+++ Selected excerpt +++

Start and termination of the employment relationship

Requirements regarding an employment contract

Employers must provide employees with a written statement of the main terms of the employment contract within one month of the start of employment, and of any changes in these terms within a month of them occurring (notification of changes is not compulsory in the case of amendments to statutory provisions or collective agreements referred to in the statement or contract). The statement must provide details of (amongst others):

  • the name and address of the employer and employee;
  • the place or places where the work is to be performed;
  • the job title or a description of the type of work to be performed;
  • the starting date of the employment;
  • the duration of the contract if it is for a fixed term;
  • the daily or weekly working hours;
  • the amount of pay and when it will be paid;
  • the duration of any probationary period;
  • the amount of holiday allowance;
  • any applicable pension scheme.

The minimum working age is 15 (although those aged 13 and 14 may do some light tasks, under supervision). For 15–18 year olds there is stricter legislation with a protective character (for instance, maximum working time, limited night work).

Dismissal and termination procedures

There are six basic procedures for terminating a contract of employment:

  • termination by mutual consent;
  • termination during the probationary period;
  • non-renewal of a fixed-term contract;
  • summarily dismissal for an ‘urgent’ reason;
  • dissolution of the contract by a court; and
  • dismissal with official authorisation from the regional public employment office.

+++

Directive 1: In the passage on employment contracts, within how long after employment starts must employers give employees a written statement of the main contract terms?
Directive 2: Reproduce word for word the part of the passage on employment contracts that opens with the words "The minimum working" and closes with "limited night work).".

+++ Information given +++

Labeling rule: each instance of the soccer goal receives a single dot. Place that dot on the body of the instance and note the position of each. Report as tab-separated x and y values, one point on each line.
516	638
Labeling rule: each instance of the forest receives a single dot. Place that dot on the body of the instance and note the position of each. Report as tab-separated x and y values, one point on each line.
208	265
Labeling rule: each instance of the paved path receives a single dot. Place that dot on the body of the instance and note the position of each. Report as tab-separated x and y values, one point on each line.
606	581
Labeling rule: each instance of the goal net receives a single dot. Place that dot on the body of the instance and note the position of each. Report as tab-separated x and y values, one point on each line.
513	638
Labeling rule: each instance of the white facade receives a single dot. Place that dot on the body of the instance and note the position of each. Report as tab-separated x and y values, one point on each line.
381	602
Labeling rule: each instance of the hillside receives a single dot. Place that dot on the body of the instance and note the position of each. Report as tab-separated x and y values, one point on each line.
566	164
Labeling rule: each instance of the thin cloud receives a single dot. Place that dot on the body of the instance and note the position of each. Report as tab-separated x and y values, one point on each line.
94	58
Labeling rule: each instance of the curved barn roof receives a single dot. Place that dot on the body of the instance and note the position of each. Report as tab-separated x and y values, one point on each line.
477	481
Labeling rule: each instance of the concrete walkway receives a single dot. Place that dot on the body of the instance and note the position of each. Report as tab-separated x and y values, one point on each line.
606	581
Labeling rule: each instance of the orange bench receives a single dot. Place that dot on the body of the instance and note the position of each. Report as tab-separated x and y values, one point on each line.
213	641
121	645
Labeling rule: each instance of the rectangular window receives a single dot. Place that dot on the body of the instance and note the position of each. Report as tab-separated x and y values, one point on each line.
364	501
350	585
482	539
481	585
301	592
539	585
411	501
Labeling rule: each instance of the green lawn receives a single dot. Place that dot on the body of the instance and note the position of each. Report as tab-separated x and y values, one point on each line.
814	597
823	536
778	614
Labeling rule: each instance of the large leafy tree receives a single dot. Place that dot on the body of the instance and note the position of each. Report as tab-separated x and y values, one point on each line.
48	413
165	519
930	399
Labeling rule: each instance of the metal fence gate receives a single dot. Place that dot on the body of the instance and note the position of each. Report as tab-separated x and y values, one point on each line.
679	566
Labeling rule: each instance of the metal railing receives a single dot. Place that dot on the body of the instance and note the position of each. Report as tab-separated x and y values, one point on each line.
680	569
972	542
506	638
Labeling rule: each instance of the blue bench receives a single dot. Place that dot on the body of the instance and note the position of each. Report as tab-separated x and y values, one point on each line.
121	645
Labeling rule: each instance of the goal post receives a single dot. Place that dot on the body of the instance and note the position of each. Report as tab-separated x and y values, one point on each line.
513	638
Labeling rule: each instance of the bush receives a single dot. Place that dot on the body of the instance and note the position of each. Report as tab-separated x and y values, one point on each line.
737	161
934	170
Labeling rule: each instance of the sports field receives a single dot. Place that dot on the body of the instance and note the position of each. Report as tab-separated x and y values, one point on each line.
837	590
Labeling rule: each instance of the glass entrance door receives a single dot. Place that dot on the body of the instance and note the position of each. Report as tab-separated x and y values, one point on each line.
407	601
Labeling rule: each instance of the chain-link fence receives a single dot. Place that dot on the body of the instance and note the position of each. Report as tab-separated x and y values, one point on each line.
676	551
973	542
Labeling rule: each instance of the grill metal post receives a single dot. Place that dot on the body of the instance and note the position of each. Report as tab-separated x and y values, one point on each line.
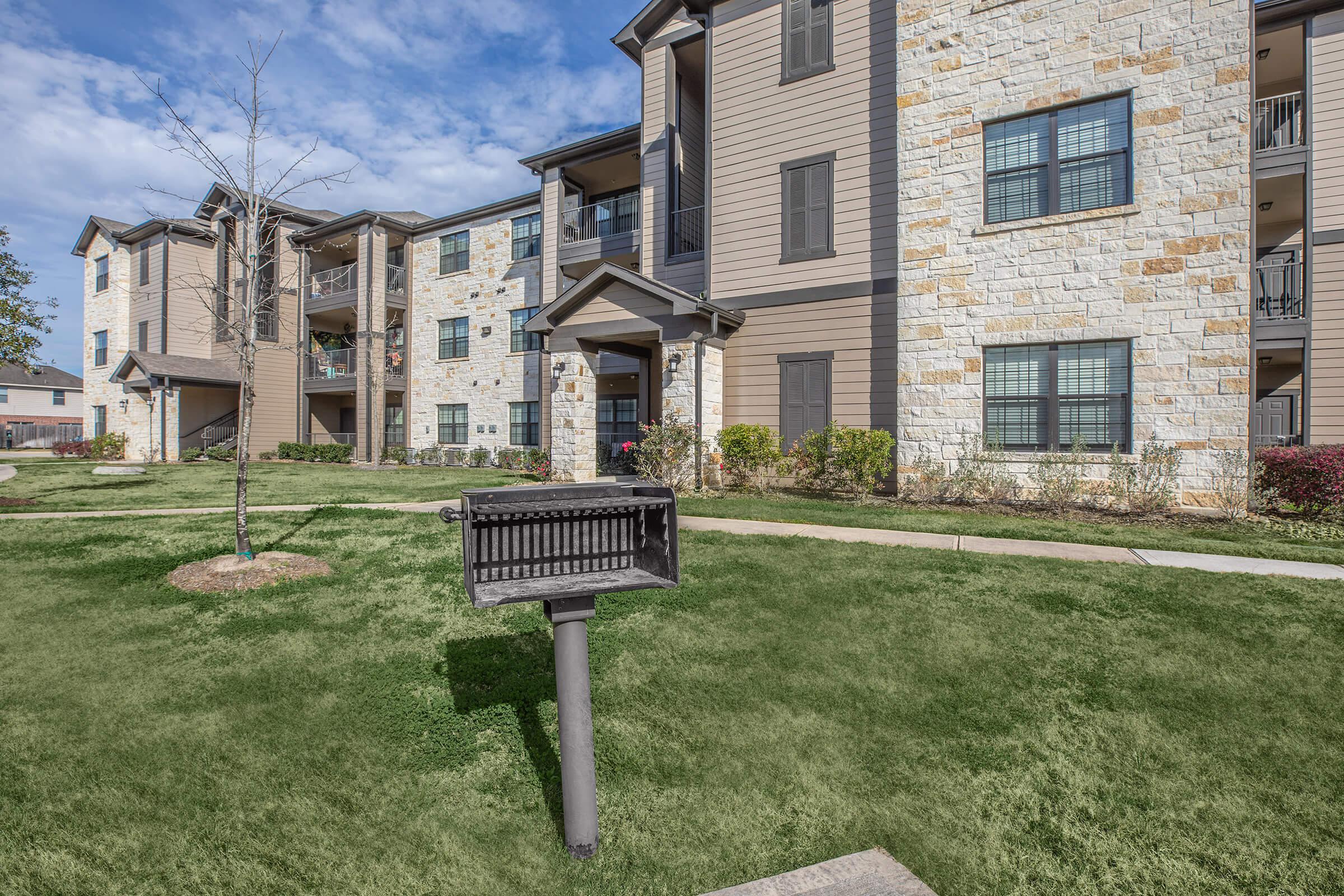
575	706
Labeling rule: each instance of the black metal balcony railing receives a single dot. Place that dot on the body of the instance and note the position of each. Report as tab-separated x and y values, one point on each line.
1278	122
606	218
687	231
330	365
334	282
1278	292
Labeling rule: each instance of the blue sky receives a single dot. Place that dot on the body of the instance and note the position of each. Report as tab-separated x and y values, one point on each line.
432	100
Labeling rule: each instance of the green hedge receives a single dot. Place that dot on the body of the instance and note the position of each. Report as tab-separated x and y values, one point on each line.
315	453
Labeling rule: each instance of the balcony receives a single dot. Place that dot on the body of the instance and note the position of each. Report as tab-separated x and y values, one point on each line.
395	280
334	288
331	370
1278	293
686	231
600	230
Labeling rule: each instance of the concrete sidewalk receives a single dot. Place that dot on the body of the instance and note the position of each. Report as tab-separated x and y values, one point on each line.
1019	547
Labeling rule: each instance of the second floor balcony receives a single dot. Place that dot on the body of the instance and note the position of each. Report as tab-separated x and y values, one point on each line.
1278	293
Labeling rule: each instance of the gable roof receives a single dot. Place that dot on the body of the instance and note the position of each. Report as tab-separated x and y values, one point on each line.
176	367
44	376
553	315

+++

Reply 1: Within one month of the start of employment.

Reply 2:
The minimum working age is 15 (although those aged 13 and 14 may do some light tasks, under supervision). For 15–18 year olds there is stricter legislation with a protective character (for instance, maximum working time, limited night work).